▸ **What the task asks**
Copy out each line of the material below that contains the word "front". Case counts, so only matches with the same capitalization qualify.

▸ **Task input**

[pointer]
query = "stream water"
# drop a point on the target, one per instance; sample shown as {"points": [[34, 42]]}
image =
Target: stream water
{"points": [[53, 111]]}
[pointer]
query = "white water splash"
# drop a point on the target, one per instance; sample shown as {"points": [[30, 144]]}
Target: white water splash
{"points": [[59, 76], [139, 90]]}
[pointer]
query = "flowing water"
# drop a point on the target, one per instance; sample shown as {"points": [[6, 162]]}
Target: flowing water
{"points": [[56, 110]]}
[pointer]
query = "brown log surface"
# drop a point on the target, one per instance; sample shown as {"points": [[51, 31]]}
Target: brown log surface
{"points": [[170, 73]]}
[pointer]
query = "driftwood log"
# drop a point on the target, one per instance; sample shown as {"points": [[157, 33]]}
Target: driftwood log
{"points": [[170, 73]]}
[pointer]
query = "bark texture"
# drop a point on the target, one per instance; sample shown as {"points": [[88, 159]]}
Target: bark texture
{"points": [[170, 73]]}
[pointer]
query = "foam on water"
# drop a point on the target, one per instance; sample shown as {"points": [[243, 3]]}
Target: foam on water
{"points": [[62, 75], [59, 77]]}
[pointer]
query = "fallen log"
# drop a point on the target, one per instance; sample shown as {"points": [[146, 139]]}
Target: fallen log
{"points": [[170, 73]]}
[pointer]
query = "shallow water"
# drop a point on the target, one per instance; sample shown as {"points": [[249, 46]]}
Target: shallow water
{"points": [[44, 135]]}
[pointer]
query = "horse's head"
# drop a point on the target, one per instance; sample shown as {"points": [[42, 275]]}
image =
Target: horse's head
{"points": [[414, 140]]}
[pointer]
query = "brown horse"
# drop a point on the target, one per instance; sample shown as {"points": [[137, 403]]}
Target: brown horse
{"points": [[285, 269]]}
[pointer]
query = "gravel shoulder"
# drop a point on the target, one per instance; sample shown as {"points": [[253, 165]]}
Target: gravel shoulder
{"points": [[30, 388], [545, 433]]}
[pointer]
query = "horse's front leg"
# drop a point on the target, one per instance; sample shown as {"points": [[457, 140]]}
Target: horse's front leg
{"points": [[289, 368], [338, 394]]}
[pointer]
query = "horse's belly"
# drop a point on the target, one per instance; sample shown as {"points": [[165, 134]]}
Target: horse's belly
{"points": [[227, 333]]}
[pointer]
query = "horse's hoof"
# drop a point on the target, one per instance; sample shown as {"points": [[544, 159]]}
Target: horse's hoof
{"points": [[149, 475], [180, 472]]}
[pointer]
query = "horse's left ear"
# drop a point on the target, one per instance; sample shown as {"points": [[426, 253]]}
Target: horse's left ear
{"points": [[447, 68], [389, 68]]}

▸ **Task response**
query = "horse's front leg"
Target: horse's front leg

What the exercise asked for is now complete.